My name is Cihan Encü

My name is Cihan Encü

My name is Cihan Encü.

I am one of the six men of a family with seven children. I was going to be 20 if I had been able to live three days more…

Dreaming was my prominent characteristic feature at school. I used to believe ‘our dreams are what colligate the ground and heavens’ and I wouldn’t tell them anyone to not to let them fade away and be destroyed.

I started the school with pleasure but I had to leave it before starting the high school. It is true that poverty was following us like a shadow but I had some problems which were greater than poverty…

As I got through single row ages, I started to realize that growing up was in fact something not very good. My father had a tumour in the brain and his state of health was deteriorating every day. Hospitals, doctors, examinations, medications…

It lasted three years like this, and he spent the last year of his life confined to bed….

+ + +

* Action item *
In the passage about Cihan Encü, what illness did the father have?

+ + +

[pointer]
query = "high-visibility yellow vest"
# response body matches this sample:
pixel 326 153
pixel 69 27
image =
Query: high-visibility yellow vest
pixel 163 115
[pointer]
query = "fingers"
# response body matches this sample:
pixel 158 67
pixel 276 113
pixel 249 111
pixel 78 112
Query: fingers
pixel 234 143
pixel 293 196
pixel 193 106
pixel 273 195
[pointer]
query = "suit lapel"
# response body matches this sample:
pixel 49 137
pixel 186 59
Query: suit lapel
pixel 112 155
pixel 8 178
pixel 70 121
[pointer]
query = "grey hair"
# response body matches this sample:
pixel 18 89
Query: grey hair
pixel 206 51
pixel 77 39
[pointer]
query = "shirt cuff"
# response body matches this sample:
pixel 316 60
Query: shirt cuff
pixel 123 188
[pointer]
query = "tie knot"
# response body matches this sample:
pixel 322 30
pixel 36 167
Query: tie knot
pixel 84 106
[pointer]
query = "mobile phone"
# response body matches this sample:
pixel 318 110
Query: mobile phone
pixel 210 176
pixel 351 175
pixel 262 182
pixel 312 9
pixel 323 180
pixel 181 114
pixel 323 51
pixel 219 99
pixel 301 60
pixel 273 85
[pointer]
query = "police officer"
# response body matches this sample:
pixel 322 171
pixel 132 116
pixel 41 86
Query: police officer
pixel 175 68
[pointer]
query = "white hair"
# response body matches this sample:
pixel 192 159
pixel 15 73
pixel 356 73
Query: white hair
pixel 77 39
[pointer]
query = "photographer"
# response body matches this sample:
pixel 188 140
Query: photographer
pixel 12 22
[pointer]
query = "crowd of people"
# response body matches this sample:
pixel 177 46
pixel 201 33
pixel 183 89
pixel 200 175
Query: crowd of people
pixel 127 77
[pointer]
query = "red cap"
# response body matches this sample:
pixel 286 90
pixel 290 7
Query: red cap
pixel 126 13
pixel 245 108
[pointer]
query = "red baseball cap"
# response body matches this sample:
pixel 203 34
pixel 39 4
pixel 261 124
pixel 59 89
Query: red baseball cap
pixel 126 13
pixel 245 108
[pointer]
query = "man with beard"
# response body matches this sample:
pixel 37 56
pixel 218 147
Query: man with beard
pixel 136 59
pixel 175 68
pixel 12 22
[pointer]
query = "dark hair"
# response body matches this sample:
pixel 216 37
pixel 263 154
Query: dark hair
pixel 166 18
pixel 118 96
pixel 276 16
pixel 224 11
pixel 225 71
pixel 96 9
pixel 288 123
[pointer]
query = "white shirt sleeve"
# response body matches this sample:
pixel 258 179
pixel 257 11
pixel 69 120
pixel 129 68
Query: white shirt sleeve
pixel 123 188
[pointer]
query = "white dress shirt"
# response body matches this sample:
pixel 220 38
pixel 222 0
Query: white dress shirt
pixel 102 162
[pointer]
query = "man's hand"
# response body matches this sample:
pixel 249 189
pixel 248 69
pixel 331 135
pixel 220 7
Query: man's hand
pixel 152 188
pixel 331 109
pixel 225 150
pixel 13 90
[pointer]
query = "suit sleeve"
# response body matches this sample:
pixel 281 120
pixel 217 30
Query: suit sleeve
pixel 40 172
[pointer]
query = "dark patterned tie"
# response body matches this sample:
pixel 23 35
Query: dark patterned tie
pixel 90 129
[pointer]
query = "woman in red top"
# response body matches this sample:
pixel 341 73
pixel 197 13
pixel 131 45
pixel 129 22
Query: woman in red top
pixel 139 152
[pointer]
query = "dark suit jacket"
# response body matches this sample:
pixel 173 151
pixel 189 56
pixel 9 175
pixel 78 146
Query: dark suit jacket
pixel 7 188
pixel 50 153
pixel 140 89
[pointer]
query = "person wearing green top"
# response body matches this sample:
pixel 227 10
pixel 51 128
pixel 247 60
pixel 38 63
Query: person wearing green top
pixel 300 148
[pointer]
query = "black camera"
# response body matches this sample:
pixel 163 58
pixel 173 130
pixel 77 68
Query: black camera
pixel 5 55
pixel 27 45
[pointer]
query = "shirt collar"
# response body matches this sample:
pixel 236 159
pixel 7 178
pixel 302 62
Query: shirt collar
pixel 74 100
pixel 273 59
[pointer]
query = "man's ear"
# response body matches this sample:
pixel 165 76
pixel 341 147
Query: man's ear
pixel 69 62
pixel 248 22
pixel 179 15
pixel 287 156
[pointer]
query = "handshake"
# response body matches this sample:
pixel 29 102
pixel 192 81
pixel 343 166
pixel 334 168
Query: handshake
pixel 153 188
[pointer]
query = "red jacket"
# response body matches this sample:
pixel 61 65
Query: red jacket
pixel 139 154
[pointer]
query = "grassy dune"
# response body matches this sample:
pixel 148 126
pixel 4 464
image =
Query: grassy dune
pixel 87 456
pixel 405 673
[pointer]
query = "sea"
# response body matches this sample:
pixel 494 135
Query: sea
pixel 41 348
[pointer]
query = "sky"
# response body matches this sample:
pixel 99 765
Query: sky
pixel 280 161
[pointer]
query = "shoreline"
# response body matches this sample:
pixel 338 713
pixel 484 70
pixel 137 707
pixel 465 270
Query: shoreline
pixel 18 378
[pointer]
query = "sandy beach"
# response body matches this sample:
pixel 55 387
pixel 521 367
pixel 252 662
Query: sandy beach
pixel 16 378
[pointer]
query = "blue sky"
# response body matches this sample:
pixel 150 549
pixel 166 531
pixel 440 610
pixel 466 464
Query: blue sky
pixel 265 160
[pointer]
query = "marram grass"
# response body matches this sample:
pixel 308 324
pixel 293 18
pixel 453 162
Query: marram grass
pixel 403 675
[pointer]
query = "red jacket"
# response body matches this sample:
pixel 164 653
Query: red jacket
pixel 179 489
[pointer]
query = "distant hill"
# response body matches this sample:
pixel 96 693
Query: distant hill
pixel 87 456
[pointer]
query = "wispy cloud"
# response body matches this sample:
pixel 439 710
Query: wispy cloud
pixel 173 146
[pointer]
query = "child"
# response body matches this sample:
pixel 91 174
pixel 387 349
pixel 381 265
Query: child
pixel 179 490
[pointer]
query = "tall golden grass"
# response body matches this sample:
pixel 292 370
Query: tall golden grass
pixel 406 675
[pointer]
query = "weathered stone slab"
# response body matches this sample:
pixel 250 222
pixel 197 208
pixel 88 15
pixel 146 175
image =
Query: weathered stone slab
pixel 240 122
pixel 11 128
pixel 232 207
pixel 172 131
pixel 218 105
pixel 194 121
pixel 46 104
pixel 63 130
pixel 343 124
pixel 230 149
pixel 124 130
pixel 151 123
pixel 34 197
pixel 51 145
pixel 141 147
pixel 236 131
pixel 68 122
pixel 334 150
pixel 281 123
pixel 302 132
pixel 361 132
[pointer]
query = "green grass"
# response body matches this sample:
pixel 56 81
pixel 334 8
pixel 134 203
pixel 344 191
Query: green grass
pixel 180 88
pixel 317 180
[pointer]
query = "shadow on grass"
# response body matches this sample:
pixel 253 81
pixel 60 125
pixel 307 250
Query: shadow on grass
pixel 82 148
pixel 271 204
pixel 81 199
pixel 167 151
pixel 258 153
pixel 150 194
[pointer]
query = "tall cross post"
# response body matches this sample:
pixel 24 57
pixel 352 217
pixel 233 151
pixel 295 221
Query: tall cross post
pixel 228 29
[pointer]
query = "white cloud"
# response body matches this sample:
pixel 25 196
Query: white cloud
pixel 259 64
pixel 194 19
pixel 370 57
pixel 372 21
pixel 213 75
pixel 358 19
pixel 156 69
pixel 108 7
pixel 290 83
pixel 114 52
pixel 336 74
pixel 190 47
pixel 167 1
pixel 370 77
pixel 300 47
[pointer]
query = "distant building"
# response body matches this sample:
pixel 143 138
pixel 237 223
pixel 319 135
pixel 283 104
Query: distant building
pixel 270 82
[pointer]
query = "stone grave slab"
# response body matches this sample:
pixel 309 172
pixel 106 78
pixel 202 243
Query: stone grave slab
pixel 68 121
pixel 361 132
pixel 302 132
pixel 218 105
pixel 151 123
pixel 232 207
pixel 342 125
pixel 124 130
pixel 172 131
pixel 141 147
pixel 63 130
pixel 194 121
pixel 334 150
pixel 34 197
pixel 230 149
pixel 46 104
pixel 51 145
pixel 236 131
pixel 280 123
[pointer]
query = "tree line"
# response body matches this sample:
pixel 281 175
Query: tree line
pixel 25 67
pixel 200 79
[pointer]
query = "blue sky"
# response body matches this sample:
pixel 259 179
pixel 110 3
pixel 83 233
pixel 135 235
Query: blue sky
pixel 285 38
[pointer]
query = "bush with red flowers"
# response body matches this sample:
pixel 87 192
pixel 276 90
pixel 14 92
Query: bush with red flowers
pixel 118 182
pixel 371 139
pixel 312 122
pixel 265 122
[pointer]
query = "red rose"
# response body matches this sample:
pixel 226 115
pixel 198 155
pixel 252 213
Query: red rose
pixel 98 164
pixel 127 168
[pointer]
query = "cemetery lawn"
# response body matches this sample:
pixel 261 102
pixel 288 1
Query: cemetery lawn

+ + +

* Output below *
He had a tumor in the brain.